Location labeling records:
:::

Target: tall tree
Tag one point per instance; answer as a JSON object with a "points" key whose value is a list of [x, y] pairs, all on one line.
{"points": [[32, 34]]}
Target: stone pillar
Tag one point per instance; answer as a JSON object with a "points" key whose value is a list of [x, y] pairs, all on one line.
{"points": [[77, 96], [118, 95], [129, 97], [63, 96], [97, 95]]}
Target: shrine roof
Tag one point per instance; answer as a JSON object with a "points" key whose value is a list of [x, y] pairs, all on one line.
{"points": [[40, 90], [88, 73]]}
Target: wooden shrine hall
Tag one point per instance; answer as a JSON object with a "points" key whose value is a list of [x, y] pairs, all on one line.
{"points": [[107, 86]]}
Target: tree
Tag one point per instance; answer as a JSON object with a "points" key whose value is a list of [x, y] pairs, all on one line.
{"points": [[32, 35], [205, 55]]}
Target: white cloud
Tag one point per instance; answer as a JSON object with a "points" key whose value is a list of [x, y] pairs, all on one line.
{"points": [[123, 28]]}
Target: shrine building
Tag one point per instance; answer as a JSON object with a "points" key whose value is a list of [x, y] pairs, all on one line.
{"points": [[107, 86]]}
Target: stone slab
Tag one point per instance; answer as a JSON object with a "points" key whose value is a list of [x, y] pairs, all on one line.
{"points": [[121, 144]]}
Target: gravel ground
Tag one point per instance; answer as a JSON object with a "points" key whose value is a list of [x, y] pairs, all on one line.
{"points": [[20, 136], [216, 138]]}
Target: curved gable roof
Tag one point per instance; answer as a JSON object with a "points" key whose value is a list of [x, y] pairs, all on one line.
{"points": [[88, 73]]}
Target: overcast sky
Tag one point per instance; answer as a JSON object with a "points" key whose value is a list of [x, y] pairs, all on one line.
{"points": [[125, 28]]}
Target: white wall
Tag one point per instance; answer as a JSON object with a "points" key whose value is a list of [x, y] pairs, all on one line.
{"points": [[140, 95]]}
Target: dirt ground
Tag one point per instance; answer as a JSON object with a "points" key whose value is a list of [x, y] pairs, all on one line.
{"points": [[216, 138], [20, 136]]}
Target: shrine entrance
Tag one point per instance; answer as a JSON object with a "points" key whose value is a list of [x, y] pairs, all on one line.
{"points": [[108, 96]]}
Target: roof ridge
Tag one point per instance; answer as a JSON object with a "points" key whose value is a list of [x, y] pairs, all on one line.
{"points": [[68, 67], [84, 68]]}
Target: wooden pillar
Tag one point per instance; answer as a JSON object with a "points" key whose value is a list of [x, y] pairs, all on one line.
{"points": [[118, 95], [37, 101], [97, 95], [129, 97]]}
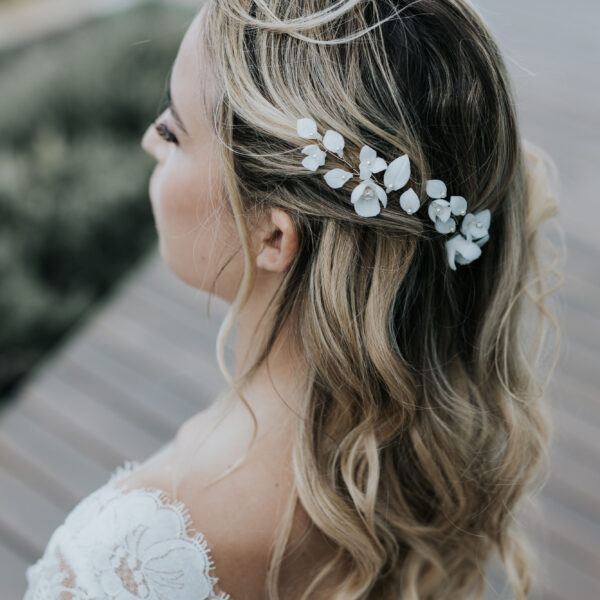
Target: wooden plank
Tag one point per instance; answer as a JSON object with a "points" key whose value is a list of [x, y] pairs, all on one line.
{"points": [[78, 473], [27, 519], [576, 438], [12, 582], [574, 486], [78, 416], [104, 378], [189, 376]]}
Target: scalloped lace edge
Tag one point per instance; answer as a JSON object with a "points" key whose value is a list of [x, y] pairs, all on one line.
{"points": [[180, 508]]}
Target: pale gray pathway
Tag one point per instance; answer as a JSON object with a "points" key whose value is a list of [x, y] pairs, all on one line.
{"points": [[119, 387]]}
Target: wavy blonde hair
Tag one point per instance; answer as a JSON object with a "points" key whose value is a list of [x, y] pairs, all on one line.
{"points": [[424, 424]]}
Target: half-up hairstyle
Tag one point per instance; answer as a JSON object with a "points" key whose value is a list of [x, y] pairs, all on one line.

:::

▶ INSTRUCTIONS TO FOLLOW
Give every line from the one with "Target: half-up hairstyle" through the end of the listing as a Markdown table with the columns No. and Text, numbering each row and leaving out blank lines.

▶ WRITTEN ANSWER
| No. | Text |
|---|---|
| 1 | Target: half-up hairstyle |
| 2 | Tag one point per instance; answer as a JSON object with a "points" key whose value is a list of [x, y] pairs, all on one line. |